## Problems
#1 From the desalination article, reproduce word for word the passage between "According to Andreas" and "will burn 4.73kWh.", inclusive.
#2 According to the desalination article, how much has the Electricity Authority of Cyprus budgeted for the expected EU penalty?
#3 Name every location of a desalination facility mentioned in the desalination article.

## Text section

Enjoy it when it happens.

Y-fronts has done it again! You need to stop attending class without preparing first... The RoC has more desalting plants on the way with the first either completed or near completion.



Don't know the date!!!!!!!
Water, but at a terrible price
By Elias Hazou
CYPRUS is dangerously close to incurring massive EU fines for its carbon dioxide emissions. Already, the Electricity Authority of Cyprus has set budgeted €20 million for the inevitable penalty, and guess what, consumer—it’s going on your electric bill.

Under an EU directive, by 2010 Cyprus is required to generate six per cent of its total energy production from renewable energy sources (RES) and the preliminary target for 2020 is even higher, at 13 per cent.

Two years away from the 2010 target, the island is generating just 1 per cent in RES. The government is banking heavily on private investors to take an interest in wind farms to make up the deficit, but the project has yet to take off the ground.

They may not be the primary suspects where carbon emissions are concerned, but it’s no secret that desalination plants are notorious energy guzzlers.

Electricity is generated by burning heavy fuel oil. Desalination plants draw power from the grid. The more electricity is produced, the more fuel is burned, increasing the amount of carbon dioxide spewed into the atmosphere. Thus desalination plants indirectly contribute to the greenhouse gas emissions.

There are currently two plants on the island, one in Larnaca, the other at Dhekelia, each churning out some 50,000 tonnes of potable water per day. And their capacity is to be upgraded to 60,000 tonnes.

According to Andreas Manoli, head of the Electro-Mechanical Division at the Water Development Department, the Larnaca facility uses up 4.52 kilowatt-hours (kWh) for every cubic metre of clean water produced.

The plant at Dhekelia eats up 4.6 kWh, and a third facility at Moni (which goes operational this week with a capacity of 20,000 tonnes a day) will burn 4.73kWh.

## Record list
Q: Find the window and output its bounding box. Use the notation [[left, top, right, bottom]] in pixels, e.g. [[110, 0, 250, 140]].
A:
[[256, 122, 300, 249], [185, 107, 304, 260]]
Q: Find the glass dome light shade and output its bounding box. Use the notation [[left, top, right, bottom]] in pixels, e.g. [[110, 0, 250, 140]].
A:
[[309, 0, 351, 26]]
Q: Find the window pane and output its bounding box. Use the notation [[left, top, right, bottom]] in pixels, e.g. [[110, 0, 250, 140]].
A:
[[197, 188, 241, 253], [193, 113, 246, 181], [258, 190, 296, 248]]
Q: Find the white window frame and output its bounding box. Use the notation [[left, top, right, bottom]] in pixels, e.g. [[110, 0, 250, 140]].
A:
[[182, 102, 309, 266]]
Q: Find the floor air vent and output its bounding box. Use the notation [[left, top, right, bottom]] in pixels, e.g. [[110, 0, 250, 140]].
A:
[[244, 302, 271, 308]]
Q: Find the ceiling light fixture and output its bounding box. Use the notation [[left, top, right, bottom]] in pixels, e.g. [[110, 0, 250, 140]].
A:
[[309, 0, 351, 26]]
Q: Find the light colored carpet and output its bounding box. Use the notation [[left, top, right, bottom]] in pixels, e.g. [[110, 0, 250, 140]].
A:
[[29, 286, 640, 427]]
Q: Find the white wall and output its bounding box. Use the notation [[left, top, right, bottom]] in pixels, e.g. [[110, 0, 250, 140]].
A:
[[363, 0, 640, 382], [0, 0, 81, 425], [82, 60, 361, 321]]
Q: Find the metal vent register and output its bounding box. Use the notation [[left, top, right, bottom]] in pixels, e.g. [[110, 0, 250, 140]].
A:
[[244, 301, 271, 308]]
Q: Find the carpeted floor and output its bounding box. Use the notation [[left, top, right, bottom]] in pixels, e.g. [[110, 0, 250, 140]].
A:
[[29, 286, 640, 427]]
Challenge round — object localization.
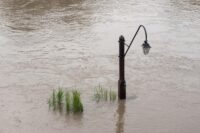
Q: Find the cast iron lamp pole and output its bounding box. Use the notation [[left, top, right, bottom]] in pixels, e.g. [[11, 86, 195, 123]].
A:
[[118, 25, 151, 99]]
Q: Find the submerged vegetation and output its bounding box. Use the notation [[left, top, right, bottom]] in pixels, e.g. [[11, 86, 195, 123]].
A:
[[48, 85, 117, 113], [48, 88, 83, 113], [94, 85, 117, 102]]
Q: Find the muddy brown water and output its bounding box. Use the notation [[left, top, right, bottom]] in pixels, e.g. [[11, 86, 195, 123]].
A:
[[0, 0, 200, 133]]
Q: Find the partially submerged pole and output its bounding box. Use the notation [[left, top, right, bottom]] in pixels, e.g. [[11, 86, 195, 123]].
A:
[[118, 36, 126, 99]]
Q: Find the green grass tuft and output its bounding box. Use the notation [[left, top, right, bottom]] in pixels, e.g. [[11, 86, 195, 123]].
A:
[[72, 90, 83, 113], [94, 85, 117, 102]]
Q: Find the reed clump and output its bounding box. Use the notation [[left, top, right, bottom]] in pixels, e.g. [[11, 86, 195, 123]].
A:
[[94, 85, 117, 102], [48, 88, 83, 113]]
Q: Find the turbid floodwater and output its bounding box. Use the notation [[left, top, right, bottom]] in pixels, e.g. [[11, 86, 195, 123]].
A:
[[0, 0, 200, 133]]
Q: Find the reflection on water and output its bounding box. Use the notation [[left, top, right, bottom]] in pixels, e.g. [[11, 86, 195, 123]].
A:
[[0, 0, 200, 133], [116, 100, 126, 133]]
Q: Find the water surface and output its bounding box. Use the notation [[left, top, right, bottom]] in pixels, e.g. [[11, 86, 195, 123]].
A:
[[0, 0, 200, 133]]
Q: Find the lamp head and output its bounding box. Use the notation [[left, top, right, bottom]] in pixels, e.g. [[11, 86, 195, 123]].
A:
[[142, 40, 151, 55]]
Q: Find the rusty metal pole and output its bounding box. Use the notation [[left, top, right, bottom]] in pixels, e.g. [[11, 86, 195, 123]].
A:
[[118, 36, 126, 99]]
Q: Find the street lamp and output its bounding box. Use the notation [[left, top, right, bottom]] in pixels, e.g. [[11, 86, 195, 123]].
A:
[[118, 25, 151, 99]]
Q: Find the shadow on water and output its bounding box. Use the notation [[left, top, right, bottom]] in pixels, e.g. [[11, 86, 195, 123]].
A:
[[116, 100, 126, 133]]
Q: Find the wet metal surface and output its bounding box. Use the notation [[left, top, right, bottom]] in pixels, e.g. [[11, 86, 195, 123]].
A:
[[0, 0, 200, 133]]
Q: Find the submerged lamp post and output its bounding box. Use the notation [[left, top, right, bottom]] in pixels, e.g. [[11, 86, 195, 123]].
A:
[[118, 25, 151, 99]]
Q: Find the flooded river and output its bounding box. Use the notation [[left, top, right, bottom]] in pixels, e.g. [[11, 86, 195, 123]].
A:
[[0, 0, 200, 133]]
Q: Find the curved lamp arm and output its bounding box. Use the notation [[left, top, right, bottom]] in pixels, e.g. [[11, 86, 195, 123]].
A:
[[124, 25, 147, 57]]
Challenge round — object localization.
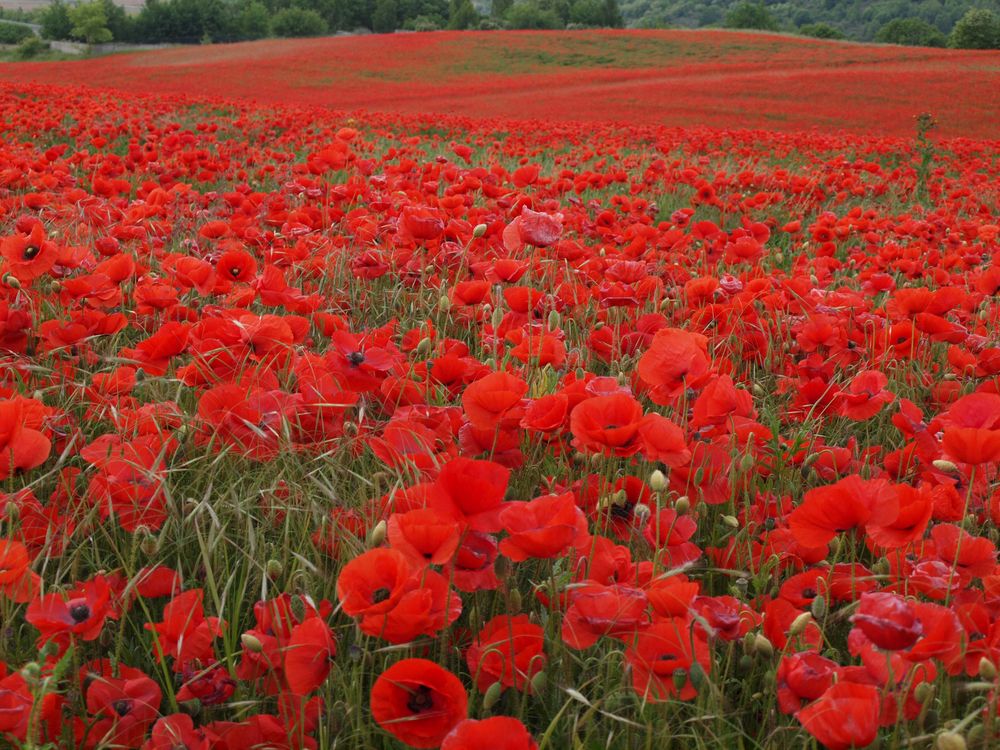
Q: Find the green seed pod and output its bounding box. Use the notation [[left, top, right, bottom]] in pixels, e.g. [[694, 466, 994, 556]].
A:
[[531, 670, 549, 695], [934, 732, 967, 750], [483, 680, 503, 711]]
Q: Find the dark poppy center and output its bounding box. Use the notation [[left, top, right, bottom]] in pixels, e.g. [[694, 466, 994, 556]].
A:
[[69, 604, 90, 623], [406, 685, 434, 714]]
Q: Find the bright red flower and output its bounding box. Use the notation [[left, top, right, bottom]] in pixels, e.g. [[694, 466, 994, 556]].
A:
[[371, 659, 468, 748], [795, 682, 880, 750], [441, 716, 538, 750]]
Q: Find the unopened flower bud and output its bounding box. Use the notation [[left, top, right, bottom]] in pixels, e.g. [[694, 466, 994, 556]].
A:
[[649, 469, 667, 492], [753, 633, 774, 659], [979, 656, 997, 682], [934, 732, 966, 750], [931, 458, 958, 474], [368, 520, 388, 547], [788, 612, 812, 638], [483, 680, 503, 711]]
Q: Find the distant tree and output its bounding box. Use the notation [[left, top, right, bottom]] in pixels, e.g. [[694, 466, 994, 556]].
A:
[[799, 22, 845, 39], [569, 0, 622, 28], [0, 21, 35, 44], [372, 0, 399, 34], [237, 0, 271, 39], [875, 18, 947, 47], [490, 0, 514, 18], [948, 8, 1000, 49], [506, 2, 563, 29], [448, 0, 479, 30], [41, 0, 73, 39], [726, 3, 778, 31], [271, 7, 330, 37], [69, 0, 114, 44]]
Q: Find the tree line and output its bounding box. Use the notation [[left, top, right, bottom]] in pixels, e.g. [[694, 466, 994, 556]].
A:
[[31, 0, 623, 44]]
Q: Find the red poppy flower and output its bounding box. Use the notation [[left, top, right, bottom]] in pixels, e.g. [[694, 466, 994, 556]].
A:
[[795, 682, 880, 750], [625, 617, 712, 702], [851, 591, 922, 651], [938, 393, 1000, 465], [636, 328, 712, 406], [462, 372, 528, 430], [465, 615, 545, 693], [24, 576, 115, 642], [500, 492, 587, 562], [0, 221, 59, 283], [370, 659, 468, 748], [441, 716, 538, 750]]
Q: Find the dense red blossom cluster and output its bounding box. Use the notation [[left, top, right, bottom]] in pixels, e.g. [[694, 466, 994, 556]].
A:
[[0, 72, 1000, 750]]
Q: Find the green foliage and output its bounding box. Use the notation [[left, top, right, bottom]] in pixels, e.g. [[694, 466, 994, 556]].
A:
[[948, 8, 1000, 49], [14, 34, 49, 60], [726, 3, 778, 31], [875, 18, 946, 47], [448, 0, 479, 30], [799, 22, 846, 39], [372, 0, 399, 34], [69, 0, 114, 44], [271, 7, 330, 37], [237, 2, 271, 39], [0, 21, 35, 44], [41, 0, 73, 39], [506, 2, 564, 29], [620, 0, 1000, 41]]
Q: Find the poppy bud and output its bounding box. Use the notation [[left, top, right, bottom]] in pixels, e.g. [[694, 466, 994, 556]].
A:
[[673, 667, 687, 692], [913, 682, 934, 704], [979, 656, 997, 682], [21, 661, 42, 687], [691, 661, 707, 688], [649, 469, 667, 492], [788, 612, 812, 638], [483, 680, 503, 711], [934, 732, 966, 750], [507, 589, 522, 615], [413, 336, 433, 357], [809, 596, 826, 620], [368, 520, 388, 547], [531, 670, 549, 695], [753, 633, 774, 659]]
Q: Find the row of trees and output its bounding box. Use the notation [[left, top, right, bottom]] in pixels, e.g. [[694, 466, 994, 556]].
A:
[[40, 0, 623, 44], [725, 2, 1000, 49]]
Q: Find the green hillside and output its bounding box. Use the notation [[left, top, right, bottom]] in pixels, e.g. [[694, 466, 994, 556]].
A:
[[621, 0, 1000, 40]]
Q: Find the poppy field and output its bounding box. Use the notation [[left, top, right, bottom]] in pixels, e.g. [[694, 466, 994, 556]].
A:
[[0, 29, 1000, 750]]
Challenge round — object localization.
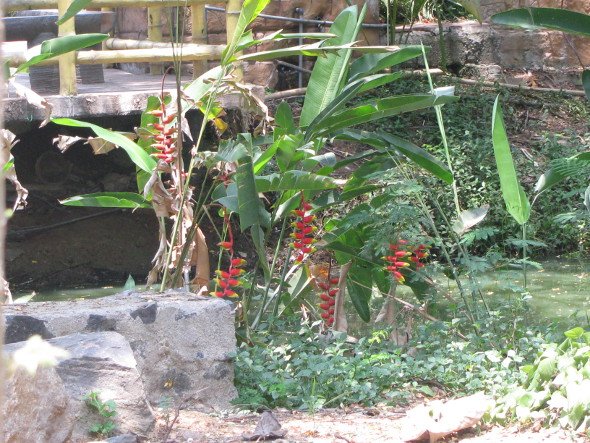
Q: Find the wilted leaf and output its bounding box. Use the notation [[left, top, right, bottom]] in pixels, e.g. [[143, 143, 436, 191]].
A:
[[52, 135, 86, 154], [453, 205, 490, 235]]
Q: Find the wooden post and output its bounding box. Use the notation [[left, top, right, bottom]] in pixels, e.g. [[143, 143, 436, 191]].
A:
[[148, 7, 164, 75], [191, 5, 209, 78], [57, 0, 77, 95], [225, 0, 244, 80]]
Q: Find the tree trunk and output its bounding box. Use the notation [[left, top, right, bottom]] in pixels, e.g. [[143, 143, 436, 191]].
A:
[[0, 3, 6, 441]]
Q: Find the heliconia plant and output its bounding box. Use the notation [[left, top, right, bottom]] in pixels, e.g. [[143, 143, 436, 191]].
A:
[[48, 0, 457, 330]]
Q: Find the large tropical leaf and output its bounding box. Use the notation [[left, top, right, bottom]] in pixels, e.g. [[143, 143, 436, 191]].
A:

## Final answers
#1
According to Andreas Manoli, head of the Electro-Mechanical Division at the Water Development Department, the Larnaca facility uses up 4.52 kilowatt-hours (kWh) for every cubic metre of clean water produced.

The plant at Dhekelia eats up 4.6 kWh, and a third facility at Moni (which goes operational this week with a capacity of 20,000 tonnes a day) will burn 4.73kWh.

#2 €20 million.

#3 Larnaca, Dhekelia, Moni